Given passage:
-.-.-
Design notes for process system calls (part of the system call solution set)
----------------------------------------------------------------------------

This part of the solution set covers the following:

   - Process calls other than execv: getpid, waitpid, _exit, fork
   - kill_curthread

Process-related support
-----------------------

   The design assumes single-threaded processes, and that if
multithreaded processes are to be added later, they will be supported
by having multiple single-threaded processes (each with its own
process id) sharing address spaces, filetables, and whatnot. Thus
there is no "process" structure, just threads. Thus the terms "thread"
and "process" are herein used more or less synonymously.

   The thread structure gains only two new fields (and four more for
handling priority information if the pqsched scheduler is in use; see
below.) These fields are the file table, as described above, and the
process id.

   The process-id management code is entirely encapsulated in the new
file thread/pid.c, whose header file is include/pid.h. The process ids
0 and 1 are reserved; 0 is invalid, and 1 is reserved for the bootup
process. Values from 2 (PID_MIN) through and including 32767 (PID_MAX)
may be assigned to other processes.

   The process-id management code uses an array of pointers to process
info structures. These structures, struct pidinfo, contain the
following members:
	pi_pid		Process id of this process
	pi_ppid		Process id of this process's parent
	pi_exited	True if thread has exited
	pi_exitstatus	Exit code (only valid if pi_exited!=0)
	pi_cv		Condition variable for waiting for exit

   In addition, there is one global lock for the entire pid management
system (pidlock), a variable to hold the current candidate for next
process id, and a counter for the current number of processes
existing.

   Process id allocation is fundamentally sequential, looping back to
PID_MIN after PID_MAX is reached. This is significant: it is important
not to reuse process ids very quickly (at least on the order of
seconds, preferably minutes.) There are two reasons to be careful with
this: first, on a system that uses pids for referring to processes, as
most eventually do in some way or other (consider "kill" in Unix), if
you reuse a pid too quickly someone might issue a kill and get the
wrong process. Second, a lot of code in the real world assumes that
the pair (getpid(), time(NULL)) uniquely identifies a process on a
system; this pair is often used to generate unique IDs for various
application-level protocols.

   The process table is a fly-by-night hash table. The hash function
is the pid modulo the table size, which is PROCS_MAX (presently 128,
defiend in include/kern/limits.h.) Each slot may hold only one
process; when allocating pids, if the next pid would hash to a slot
that's already in use, we just don't use that pid and try the next one
instead. This limits the maximum number of processes on the system at
once to 128. This is more than the number of processes that will fit
in kernel memory under the assignment 3 memory restrictions (at 4k per
kernel thread stack, at most 128 processes at once will fit in the
512k of memory at once, and some memory will be used for other
things.) So this limit should be ample for CS161 use. The limit can be
raised if desired; also, it would not be difficult to change the
process table to allow resizing and rehashing.
-.-.-
Data lines:
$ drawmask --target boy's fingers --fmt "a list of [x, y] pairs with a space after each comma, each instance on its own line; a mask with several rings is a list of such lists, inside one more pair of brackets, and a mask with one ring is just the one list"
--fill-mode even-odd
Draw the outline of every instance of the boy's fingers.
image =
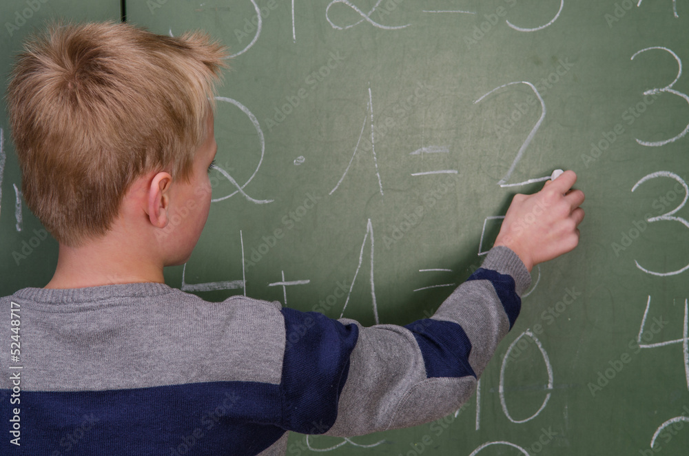
[[575, 226], [579, 226], [579, 224], [584, 220], [584, 209], [581, 207], [577, 207], [572, 211], [572, 220], [573, 220], [576, 224]]
[[572, 190], [564, 196], [564, 198], [569, 202], [573, 209], [580, 206], [585, 198], [584, 192], [581, 190]]
[[[568, 169], [564, 172], [555, 180], [550, 181], [548, 189], [556, 190], [562, 194], [567, 193], [567, 191], [572, 188], [574, 183], [577, 182], [577, 174], [572, 170]], [[545, 187], [545, 186], [544, 186]]]

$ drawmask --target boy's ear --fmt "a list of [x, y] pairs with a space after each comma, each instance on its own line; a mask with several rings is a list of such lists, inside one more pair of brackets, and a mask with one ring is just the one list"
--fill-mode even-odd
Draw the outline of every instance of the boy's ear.
[[169, 210], [169, 188], [172, 176], [161, 172], [153, 176], [148, 189], [148, 217], [151, 223], [158, 228], [167, 225]]

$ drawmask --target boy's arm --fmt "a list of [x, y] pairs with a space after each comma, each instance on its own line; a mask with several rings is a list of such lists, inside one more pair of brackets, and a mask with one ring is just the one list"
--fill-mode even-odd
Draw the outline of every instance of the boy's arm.
[[327, 433], [414, 426], [458, 409], [513, 324], [530, 282], [514, 252], [494, 248], [432, 318], [405, 327], [359, 326], [338, 418]]
[[516, 196], [483, 267], [431, 318], [364, 328], [283, 309], [285, 428], [349, 436], [457, 410], [513, 325], [531, 267], [577, 245], [584, 194], [570, 190], [575, 180], [566, 172]]
[[514, 324], [531, 268], [578, 243], [584, 194], [570, 189], [576, 177], [566, 172], [537, 194], [515, 196], [482, 268], [431, 318], [404, 327], [359, 327], [338, 418], [328, 434], [419, 424], [469, 399]]

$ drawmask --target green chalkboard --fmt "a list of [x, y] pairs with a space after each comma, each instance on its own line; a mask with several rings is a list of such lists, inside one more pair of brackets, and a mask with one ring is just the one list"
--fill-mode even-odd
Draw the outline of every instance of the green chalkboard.
[[[132, 23], [203, 29], [236, 54], [216, 201], [171, 286], [405, 324], [480, 264], [515, 193], [562, 168], [586, 194], [579, 247], [534, 269], [480, 394], [412, 429], [293, 434], [289, 455], [686, 454], [689, 6], [638, 3], [127, 3]], [[6, 134], [5, 151], [8, 293], [44, 284], [56, 249], [31, 247], [25, 207], [17, 231]]]

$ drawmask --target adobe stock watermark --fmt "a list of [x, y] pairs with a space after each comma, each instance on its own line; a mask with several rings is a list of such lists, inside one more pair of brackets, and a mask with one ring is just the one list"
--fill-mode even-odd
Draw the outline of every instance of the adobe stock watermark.
[[229, 411], [239, 401], [240, 397], [235, 391], [225, 391], [221, 402], [213, 410], [207, 411], [200, 418], [200, 426], [195, 427], [187, 435], [182, 435], [178, 439], [181, 441], [169, 448], [169, 456], [185, 456], [195, 454], [192, 451], [194, 446], [220, 422], [226, 419]]
[[[622, 120], [628, 126], [630, 127], [636, 122], [637, 119], [641, 116], [642, 114], [646, 112], [648, 106], [653, 104], [657, 98], [658, 98], [657, 93], [645, 95], [642, 101], [635, 106], [630, 106], [622, 112], [621, 116]], [[581, 158], [584, 165], [588, 168], [589, 165], [599, 160], [603, 153], [608, 150], [624, 132], [624, 125], [621, 123], [617, 123], [610, 130], [601, 133], [601, 136], [603, 136], [602, 139], [596, 143], [591, 142], [590, 154], [582, 154]]]
[[256, 247], [251, 247], [247, 257], [244, 259], [244, 267], [249, 269], [256, 266], [273, 247], [278, 245], [278, 242], [285, 237], [285, 234], [294, 228], [296, 224], [304, 218], [307, 213], [313, 209], [322, 199], [321, 196], [307, 193], [304, 198], [304, 202], [287, 212], [280, 219], [284, 228], [276, 228], [269, 234], [261, 237], [263, 242]]
[[35, 13], [38, 12], [41, 6], [45, 5], [49, 1], [25, 0], [24, 3], [26, 3], [26, 8], [17, 10], [14, 12], [13, 22], [5, 23], [5, 28], [7, 29], [7, 32], [10, 34], [10, 37], [14, 35], [14, 32], [23, 27], [28, 19], [30, 19], [34, 17]]
[[301, 104], [302, 101], [309, 98], [309, 95], [318, 85], [325, 81], [333, 70], [337, 69], [342, 63], [344, 61], [347, 56], [342, 55], [340, 51], [331, 52], [328, 54], [328, 60], [324, 62], [320, 68], [311, 72], [304, 78], [304, 84], [291, 95], [287, 95], [285, 99], [287, 103], [280, 107], [276, 106], [274, 108], [275, 114], [272, 117], [266, 119], [266, 126], [268, 131], [272, 132], [273, 129], [285, 121], [287, 116], [291, 114]]
[[[670, 321], [663, 320], [663, 317], [653, 317], [652, 323], [650, 324], [649, 331], [644, 331], [641, 335], [641, 341], [648, 344], [663, 330]], [[595, 382], [589, 382], [587, 386], [591, 395], [596, 397], [596, 393], [603, 391], [617, 377], [617, 374], [622, 371], [626, 366], [632, 362], [633, 356], [639, 354], [641, 351], [639, 342], [636, 339], [632, 339], [627, 344], [627, 346], [632, 351], [631, 353], [624, 352], [618, 357], [610, 360], [608, 362], [608, 366], [597, 372], [598, 377]]]
[[28, 258], [47, 238], [48, 231], [45, 229], [34, 229], [34, 236], [29, 238], [28, 240], [22, 240], [21, 248], [19, 251], [12, 251], [12, 258], [14, 260], [14, 264], [19, 266], [22, 260]]
[[[510, 8], [513, 8], [517, 4], [517, 0], [504, 0]], [[486, 34], [489, 33], [493, 28], [497, 25], [500, 19], [507, 15], [507, 8], [504, 6], [498, 6], [495, 12], [484, 14], [483, 21], [477, 25], [474, 25], [471, 30], [471, 34], [469, 36], [464, 35], [463, 37], [466, 49], [471, 49], [471, 46], [476, 45]]]
[[[675, 184], [675, 187], [668, 190], [665, 195], [655, 198], [651, 204], [651, 207], [658, 211], [658, 215], [662, 214], [669, 206], [672, 205], [673, 201], [678, 198], [683, 198], [684, 193], [684, 187], [677, 182]], [[632, 222], [632, 227], [626, 231], [620, 231], [619, 242], [613, 242], [610, 245], [616, 257], [619, 258], [619, 253], [626, 250], [641, 236], [641, 234], [646, 230], [646, 228], [648, 227], [648, 223], [650, 222], [648, 220], [652, 218], [653, 218], [652, 214], [646, 214], [644, 215], [643, 219]]]

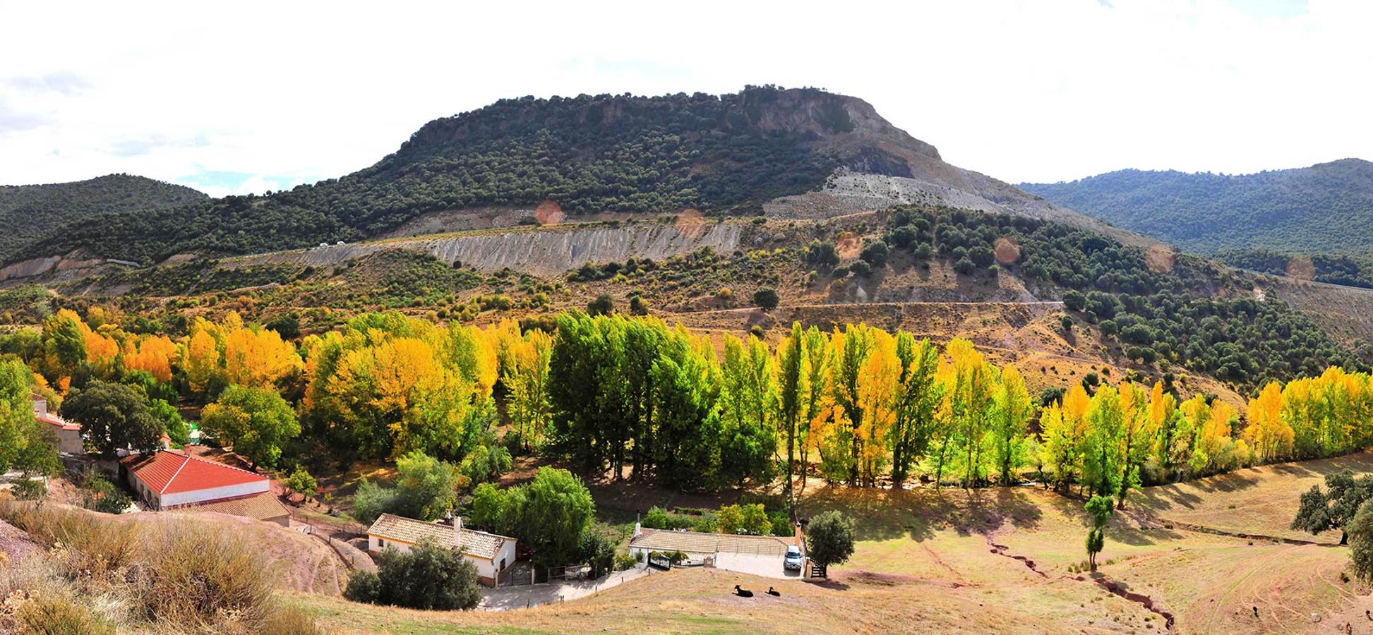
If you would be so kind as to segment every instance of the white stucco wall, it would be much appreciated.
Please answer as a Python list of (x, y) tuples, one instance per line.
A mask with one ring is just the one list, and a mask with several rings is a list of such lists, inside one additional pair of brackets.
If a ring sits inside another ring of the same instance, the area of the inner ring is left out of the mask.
-.-.-
Stated problem 1: List every member of struct pidinfo named in the process system call design notes.
Stated problem 2:
Answer these questions from the process system call design notes.
(a) Which file holds all of the process-id management code?
(b) What number is PID_MAX?
(c) What hash function does the process table use?
Stated problem 3: Write a continuation of the process system call design notes.
The material plays no part in this exercise.

Exercise output 1: pi_pid, pi_ppid, pi_exited, pi_exitstatus, pi_cv

Exercise output 2:
(a) thread/pid.c, with include/pid.h as its header file
(b) 32767
(c) The pid modulo the table size, PROCS_MAX

Exercise output 3:
   The "interest" model used in the wait/exit code is that (per the
specification) a parent process is always interested in the child
processes it forks, and nobody else may be. (However, when kernel
threads are created with thread_fork, if the pid return argument is
NULL, it is assumed that the parent is actually not interested; this
feature is only used by certain kernel thread forks, mostly in test
code.) The parent process id is recorded in the pidinfo structure.

   When a process exits, any pidinfo structures that list that process
as the parent process have their parent process id set to INVALID_PID.
When a pidinfo structure records both that its thread has exited (in
the pi_exited member) and that its parent has exited or disowned it in
this fashion, the pidinfo structure is removed and freed. Note that
this can happen when either the parent or the child exits.

   When the parent collects the child's exit status, the parent
process id is also set to INVALID_PID, likewise allowing the pidinfo
structure to be freed.

   The actual process syscalls live in the new file
userprog/proc_syscalls.c.


getpid
------
   getpid just hands back curthread->pid.

waitpid
-------
   The sys_waitpid function itself doesn't do anything besides copying
the results out to userspace. The work is done by the function it
calls: pid_wait() in thread/pid.c.

   pid_wait() first checks for some basic error cases (note that
processes may not wait for themselves...) and then gets the pid data
lock. This allows it to fetch the pidinfo for the requested process;
if it doesn't exist, or isn't a child of the current process, it
returns an error.

   Now it checks if the target hasn't exited yet. If so, and WNOHANG
was used, it returns. If WNOHANG wasn't used, it waits. It doesn't
loop on the CV, because there's no need: once the child exits, nothing
can cause it to come back to life and cause the condition we wanted to
wait for (exiting) to become false again.

   Then it fetches the status, and finally calls pi_drop to free the
pidinfo structure and release the process table slot.

   We updated the menu code for running user programs (both the `p'
and `s' commands) to call pid_wait(). This causes the menu system to
wait for its subprocess to exit before printing another prompt.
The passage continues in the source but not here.